>> start RECORDS
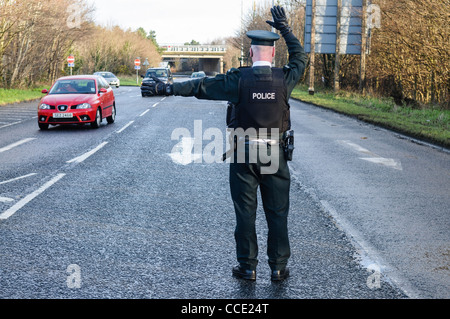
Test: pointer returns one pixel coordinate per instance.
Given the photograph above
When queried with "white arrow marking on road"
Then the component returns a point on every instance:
(11, 146)
(182, 152)
(389, 162)
(6, 200)
(83, 157)
(144, 113)
(125, 127)
(17, 178)
(11, 211)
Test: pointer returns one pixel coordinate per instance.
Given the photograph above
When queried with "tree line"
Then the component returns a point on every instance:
(409, 57)
(37, 36)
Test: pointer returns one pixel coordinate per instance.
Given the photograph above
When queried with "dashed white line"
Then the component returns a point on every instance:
(388, 162)
(83, 157)
(11, 211)
(5, 200)
(17, 178)
(11, 124)
(11, 146)
(144, 113)
(125, 127)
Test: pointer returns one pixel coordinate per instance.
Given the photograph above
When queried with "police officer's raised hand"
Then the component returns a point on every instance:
(280, 21)
(161, 88)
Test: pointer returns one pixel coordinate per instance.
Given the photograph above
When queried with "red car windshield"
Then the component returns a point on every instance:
(73, 87)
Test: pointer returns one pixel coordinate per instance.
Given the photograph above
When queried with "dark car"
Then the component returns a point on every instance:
(110, 78)
(148, 83)
(198, 75)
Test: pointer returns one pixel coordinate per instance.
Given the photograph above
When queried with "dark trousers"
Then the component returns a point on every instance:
(245, 178)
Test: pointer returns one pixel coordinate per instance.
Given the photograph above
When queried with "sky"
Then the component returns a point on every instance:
(175, 21)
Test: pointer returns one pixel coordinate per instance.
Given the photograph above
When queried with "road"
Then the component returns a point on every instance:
(123, 212)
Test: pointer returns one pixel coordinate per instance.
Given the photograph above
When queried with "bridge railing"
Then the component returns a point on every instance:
(194, 48)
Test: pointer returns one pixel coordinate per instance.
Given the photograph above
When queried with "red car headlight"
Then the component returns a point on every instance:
(44, 106)
(84, 106)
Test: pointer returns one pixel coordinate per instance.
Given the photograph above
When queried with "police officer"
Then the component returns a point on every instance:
(259, 98)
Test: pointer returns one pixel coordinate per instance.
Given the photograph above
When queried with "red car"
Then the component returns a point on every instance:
(77, 99)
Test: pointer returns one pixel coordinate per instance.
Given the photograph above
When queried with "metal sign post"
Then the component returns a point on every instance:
(71, 62)
(137, 66)
(312, 48)
(339, 27)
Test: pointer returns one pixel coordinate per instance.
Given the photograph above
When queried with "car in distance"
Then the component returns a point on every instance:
(78, 99)
(198, 75)
(148, 82)
(110, 78)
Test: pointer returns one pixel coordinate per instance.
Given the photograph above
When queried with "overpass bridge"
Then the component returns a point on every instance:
(210, 56)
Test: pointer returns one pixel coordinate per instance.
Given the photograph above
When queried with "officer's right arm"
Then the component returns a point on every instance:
(295, 69)
(223, 87)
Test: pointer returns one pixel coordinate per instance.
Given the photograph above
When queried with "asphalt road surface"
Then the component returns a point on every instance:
(132, 210)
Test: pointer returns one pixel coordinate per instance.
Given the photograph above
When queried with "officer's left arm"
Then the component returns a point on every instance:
(223, 87)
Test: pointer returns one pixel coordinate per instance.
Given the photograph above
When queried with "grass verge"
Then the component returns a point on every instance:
(428, 124)
(9, 96)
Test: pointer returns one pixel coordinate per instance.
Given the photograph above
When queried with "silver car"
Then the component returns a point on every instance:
(110, 78)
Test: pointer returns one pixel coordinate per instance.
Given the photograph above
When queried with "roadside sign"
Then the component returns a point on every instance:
(326, 15)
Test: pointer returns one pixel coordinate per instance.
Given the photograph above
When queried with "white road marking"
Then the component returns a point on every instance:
(11, 211)
(11, 124)
(125, 127)
(11, 146)
(388, 162)
(5, 200)
(17, 178)
(144, 113)
(83, 157)
(182, 152)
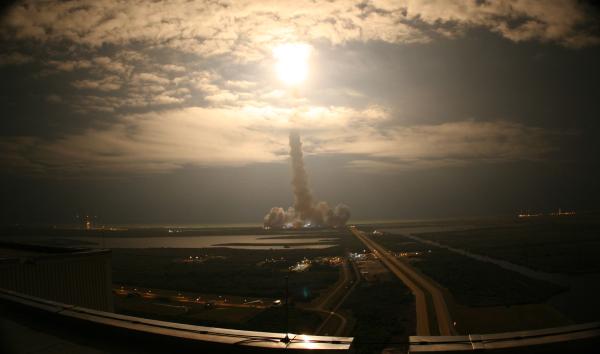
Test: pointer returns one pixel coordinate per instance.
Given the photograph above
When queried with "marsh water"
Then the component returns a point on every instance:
(256, 242)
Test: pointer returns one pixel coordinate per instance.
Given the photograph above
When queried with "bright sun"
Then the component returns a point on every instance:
(292, 62)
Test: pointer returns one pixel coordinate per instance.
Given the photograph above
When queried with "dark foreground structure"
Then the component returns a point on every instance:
(59, 300)
(583, 338)
(77, 276)
(29, 324)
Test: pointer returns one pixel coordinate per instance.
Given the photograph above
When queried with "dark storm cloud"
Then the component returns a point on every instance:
(94, 89)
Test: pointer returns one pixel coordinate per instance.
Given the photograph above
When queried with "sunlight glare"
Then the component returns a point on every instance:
(292, 62)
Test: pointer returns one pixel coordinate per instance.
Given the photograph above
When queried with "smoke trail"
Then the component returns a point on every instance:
(304, 213)
(302, 195)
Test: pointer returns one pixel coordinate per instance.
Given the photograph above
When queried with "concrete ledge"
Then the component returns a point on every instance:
(578, 338)
(142, 331)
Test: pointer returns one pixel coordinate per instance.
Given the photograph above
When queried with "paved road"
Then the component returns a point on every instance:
(421, 287)
(345, 288)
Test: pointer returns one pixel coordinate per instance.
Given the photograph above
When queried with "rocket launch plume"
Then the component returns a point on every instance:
(304, 213)
(302, 197)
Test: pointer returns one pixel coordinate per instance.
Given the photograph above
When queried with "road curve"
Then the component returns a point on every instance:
(420, 287)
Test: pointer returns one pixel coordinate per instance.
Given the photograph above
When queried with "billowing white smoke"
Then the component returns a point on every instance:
(304, 213)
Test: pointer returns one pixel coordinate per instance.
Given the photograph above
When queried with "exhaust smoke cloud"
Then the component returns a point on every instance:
(304, 213)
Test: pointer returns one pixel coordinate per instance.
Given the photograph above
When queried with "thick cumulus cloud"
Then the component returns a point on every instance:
(166, 140)
(248, 29)
(159, 115)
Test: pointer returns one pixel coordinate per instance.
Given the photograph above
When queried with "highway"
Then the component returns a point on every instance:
(341, 293)
(433, 317)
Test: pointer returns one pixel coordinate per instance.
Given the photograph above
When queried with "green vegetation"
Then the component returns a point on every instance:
(384, 313)
(270, 319)
(235, 272)
(472, 282)
(566, 244)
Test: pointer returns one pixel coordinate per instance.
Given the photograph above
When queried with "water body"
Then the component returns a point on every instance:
(559, 279)
(257, 242)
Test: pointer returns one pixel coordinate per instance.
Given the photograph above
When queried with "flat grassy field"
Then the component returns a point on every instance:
(472, 283)
(565, 244)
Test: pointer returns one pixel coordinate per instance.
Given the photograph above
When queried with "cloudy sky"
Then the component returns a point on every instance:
(172, 112)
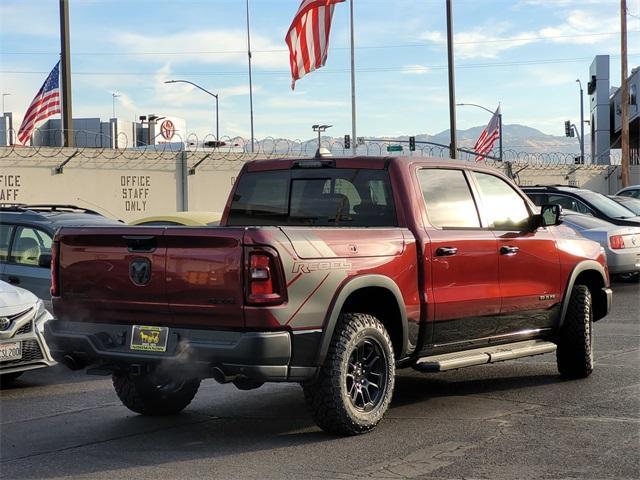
>> end RECORDS
== TASK BRIEF ==
Locate each line in the material that contains the word "officer" and copy those lines out. Matching is case-sensitive.

== TASK OUTPUT ==
When queried with "police officer's raised hand"
When queried with "police officer"
When queried with "officer's right arm"
When queried with "officer's left arm"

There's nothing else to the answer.